WHAT IS REQUIRED: Collect every line from the entries below that contains the word "pointer", copying each line in full.

INPUT FOR THIS TASK:
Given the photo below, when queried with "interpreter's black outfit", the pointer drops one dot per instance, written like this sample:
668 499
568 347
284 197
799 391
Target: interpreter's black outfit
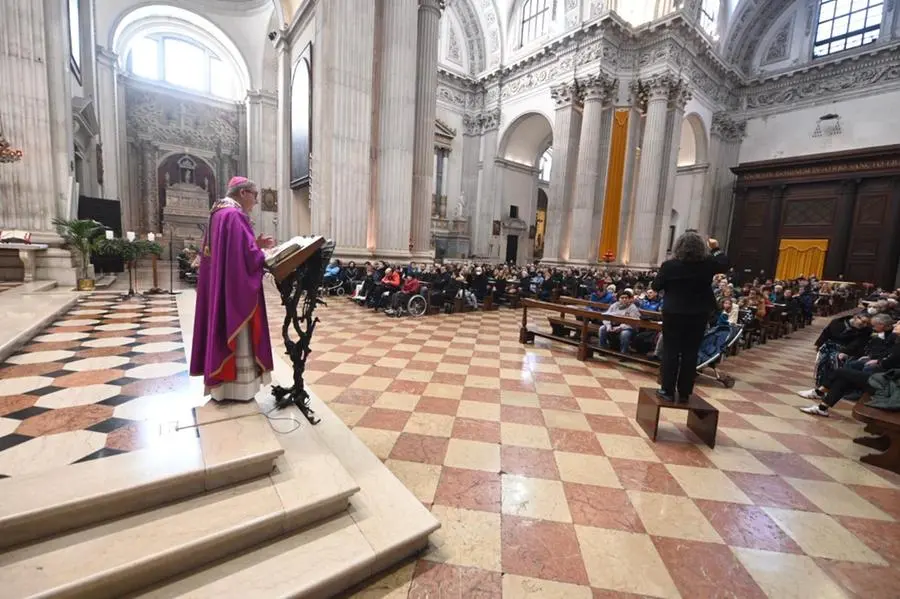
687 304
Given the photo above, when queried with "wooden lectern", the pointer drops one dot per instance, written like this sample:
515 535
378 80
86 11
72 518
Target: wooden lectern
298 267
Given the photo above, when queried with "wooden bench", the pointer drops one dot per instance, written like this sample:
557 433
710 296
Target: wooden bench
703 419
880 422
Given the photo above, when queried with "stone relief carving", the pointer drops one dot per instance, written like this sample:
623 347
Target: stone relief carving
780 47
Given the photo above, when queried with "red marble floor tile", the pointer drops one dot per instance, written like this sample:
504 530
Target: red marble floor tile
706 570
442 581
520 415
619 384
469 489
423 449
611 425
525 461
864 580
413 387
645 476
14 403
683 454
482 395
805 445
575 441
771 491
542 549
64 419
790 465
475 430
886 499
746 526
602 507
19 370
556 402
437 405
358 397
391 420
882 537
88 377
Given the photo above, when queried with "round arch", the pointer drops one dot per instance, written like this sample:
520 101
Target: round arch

RESPONSE:
Given the photo below, when queried with "interpreter's black outfit", the pointer drops one dot per instance, written like this sample:
Given the photo above, when queried with "wooden lectern", the pointer drops one dot per instance, written like this sample:
Given the photo above, when queried with "wooden bench", the pointer drops one dot per instance, written like this sample:
Given the photo above, when queried with "stone relief carving", the pointer drops one dot per instance, written like this sample:
Given the photo above, when queried with "red marble floor tile", the pointer drops one dot per instance, written like this sample:
Given the photo above, when queried with "round arch", the pointer drops one dot per instance, written like this sample:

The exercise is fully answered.